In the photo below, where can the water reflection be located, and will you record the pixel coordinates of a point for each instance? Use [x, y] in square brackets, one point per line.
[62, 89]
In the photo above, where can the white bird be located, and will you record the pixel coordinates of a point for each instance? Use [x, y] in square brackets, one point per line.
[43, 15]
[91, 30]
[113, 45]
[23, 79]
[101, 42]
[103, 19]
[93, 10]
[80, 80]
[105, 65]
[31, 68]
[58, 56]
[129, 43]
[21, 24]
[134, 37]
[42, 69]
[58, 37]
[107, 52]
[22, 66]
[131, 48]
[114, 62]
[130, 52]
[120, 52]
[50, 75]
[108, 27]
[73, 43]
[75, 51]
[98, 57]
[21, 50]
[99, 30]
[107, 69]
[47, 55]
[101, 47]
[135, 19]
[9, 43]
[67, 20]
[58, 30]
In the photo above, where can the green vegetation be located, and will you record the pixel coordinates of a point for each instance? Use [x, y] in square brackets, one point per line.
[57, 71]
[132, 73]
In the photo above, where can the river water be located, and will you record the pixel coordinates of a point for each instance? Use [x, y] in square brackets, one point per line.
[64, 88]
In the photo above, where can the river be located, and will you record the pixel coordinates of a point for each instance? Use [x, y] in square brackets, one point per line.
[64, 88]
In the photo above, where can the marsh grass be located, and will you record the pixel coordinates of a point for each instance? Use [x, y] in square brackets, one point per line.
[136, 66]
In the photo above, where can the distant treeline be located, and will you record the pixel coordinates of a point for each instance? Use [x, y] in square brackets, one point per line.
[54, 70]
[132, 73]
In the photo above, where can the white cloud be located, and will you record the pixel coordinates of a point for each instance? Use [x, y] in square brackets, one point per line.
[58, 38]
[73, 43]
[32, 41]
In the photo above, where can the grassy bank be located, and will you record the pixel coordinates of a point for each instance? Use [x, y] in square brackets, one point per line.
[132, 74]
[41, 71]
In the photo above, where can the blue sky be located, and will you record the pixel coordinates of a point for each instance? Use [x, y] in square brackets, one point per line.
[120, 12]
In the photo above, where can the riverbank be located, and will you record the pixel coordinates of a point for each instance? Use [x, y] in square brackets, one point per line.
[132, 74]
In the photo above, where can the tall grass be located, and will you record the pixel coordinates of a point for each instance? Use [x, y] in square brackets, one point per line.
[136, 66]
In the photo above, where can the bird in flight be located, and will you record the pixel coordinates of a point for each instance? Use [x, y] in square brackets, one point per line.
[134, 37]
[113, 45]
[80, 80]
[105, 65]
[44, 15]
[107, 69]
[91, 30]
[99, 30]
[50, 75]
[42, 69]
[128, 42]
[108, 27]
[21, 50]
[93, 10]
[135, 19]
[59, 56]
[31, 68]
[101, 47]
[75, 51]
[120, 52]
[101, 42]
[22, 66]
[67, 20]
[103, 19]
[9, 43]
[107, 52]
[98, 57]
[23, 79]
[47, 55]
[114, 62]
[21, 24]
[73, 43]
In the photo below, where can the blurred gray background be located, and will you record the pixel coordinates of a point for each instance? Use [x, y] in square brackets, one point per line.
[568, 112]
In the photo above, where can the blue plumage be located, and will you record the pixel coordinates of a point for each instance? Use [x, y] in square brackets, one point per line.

__What is expected__.
In full and without alteration, copy the entries.

__Response to the exercise__.
In the photo below, where can the water reflection be located, and will you record the pixel coordinates of a point for each instance? Use [x, y] in square brackets, one point per line.
[62, 89]
In the photo above, where can the white bird be located, and will you record the pixel coordinates of a point for each instance? Use [x, y] in square brackets, one point per line.
[43, 15]
[91, 30]
[113, 45]
[23, 79]
[101, 42]
[103, 19]
[93, 10]
[80, 80]
[105, 65]
[31, 68]
[58, 56]
[129, 43]
[21, 24]
[134, 37]
[42, 69]
[58, 37]
[107, 52]
[22, 66]
[131, 48]
[114, 62]
[130, 52]
[120, 52]
[50, 75]
[108, 27]
[73, 43]
[75, 51]
[98, 57]
[21, 50]
[99, 30]
[107, 69]
[47, 55]
[101, 47]
[135, 19]
[9, 43]
[67, 20]
[58, 30]
In the photo above, where can the green vegetation be located, and will you record the pixel coordinates of a point for each instance? Use [x, y] in square brackets, one point per line.
[57, 71]
[132, 73]
In the photo above, where can the river water be located, and will you record the pixel coordinates of a point for each instance? Use [x, y] in square brackets, one point per line.
[64, 88]
In the photo above, where can the river be located, and will you record the pixel coordinates of a point for each instance? Use [x, y] in square brackets, one point per line.
[64, 88]
In the photo above, where can the marsh grass be located, and will you record the pixel coordinates of a point for each instance? Use [x, y] in square brackets, one point per line.
[136, 66]
In the photo above, where can the distant treeline be located, and will you record the pixel coordinates of a point for each instance? Use [x, y] in square brackets, one point per line.
[54, 70]
[132, 73]
In the photo above, where can the white cloud be located, and will you record the pixel coordinates of a point for each instance? Use [x, y] in square brackets, one point per line.
[58, 38]
[73, 43]
[32, 41]
In the photo above, where can the grassy bank be located, and will you record the pixel coordinates of a point for each instance? Use [x, y] in square brackets, one point per line.
[132, 74]
[41, 71]
In the photo above, where can the blue sky be located, and will you record the pixel coordinates of a point for each instance? Use [x, y] in square brackets, one point per line.
[120, 12]
In the photo above, where can the riverbank be located, and will you record the pixel coordinates of a point for each instance? Use [x, y] in square brackets, one point per line.
[132, 74]
In the photo above, where can the tall grass be located, and will you record the pixel coordinates of a point for each instance? Use [x, y] in square brackets, one point per line.
[136, 66]
In the photo above, where can the bird in flight be located, and will you record the pixel coordinates of a point for each instance? Use [x, y] in square brackets, one point per line.
[134, 37]
[113, 45]
[80, 80]
[105, 65]
[44, 15]
[107, 69]
[91, 30]
[99, 30]
[50, 75]
[42, 69]
[128, 42]
[108, 27]
[21, 50]
[93, 10]
[135, 19]
[59, 56]
[31, 68]
[101, 47]
[75, 51]
[120, 52]
[101, 42]
[22, 66]
[67, 20]
[103, 19]
[9, 43]
[107, 52]
[98, 57]
[23, 79]
[47, 55]
[114, 62]
[21, 24]
[73, 43]
In the photo below, where can the blurred gray background be located, and will you record the pixel coordinates of a point for each instance? Use [x, y] in square brackets, one point per line.
[568, 112]
In the photo above, where can the blue plumage be located, and will you record the pixel coordinates of a point for each instance? Use [x, y] in square brackets, one point per line.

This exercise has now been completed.